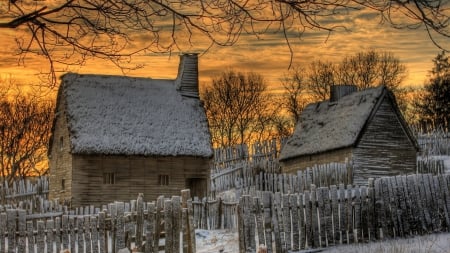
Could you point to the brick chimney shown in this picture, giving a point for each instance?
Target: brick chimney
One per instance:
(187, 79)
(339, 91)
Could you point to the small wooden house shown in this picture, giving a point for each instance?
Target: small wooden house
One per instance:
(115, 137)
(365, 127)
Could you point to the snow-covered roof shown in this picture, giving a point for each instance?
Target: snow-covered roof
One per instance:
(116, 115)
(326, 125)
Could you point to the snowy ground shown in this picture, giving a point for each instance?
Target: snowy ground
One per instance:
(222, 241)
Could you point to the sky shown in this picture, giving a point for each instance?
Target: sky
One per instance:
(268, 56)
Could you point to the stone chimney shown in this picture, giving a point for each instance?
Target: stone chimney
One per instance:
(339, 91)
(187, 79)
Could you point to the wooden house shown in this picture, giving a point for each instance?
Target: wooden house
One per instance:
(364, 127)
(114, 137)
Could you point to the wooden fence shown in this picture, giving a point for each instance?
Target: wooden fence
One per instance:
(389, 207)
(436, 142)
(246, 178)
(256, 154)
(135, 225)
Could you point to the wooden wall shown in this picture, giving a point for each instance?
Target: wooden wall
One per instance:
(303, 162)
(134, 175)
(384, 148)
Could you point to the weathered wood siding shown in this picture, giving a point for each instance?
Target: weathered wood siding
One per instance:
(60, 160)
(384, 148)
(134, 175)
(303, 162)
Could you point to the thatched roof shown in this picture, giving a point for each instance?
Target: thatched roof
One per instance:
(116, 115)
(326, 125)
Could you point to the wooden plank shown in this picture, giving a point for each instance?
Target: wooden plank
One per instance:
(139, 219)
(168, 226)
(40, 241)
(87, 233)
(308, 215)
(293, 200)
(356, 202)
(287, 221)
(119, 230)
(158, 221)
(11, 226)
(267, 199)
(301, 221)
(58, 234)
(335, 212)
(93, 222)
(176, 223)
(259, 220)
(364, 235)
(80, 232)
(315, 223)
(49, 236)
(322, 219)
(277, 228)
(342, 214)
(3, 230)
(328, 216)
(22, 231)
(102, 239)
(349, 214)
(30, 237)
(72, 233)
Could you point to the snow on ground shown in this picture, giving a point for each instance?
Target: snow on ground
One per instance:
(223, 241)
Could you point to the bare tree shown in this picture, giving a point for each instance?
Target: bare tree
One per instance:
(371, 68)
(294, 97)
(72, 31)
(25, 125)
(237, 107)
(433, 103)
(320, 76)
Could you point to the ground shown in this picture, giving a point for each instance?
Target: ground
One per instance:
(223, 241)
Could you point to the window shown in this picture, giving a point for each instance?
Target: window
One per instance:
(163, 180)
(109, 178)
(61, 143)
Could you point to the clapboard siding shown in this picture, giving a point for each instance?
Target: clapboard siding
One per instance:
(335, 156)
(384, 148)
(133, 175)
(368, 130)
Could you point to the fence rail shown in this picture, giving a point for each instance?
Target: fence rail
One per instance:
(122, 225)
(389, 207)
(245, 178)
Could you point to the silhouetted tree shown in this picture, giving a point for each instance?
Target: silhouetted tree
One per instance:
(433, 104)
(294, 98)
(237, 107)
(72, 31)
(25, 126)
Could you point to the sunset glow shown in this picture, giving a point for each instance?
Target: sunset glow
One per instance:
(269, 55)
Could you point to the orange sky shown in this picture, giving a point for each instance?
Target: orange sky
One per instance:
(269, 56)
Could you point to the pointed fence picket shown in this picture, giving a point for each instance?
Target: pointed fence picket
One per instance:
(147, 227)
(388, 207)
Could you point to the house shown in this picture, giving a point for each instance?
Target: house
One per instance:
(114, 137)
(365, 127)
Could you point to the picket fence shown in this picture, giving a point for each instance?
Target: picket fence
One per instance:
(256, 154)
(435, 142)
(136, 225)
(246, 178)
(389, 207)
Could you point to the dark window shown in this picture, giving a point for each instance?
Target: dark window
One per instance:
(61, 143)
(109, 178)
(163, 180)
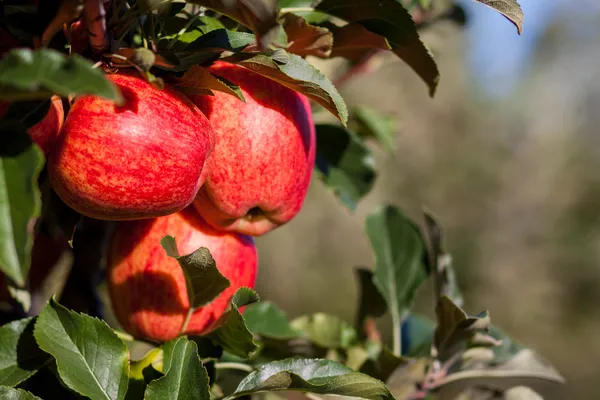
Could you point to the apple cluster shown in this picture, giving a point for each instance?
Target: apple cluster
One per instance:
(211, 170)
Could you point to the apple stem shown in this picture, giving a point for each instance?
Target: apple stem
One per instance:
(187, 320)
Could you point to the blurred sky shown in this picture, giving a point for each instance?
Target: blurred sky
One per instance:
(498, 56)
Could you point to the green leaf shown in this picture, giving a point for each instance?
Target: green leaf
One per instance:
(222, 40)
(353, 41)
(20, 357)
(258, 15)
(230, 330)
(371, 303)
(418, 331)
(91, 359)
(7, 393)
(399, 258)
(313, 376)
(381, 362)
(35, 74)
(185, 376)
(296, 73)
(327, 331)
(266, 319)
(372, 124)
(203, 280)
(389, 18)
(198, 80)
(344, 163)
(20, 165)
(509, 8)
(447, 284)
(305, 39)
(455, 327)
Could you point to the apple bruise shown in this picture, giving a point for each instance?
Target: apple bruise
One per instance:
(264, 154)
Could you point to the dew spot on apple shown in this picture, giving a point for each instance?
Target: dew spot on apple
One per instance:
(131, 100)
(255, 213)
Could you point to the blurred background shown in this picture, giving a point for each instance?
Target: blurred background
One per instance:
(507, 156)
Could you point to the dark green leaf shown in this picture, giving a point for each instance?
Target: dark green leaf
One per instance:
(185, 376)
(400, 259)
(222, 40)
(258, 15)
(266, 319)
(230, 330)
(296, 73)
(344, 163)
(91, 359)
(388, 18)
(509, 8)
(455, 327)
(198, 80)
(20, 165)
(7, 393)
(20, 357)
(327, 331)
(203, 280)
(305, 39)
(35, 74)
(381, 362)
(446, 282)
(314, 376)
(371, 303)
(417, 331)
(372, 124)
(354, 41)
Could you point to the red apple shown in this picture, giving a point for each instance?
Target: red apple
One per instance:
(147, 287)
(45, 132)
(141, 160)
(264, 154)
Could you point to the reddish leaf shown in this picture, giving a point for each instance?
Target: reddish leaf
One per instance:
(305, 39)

» PROBLEM TO WORK ON:
The expected answer is a copy of each line above containing "stone".

» ANSWER SECTION:
Could you point to the stone chimney shown in this picture, giving a point for each instance?
Target: stone chimney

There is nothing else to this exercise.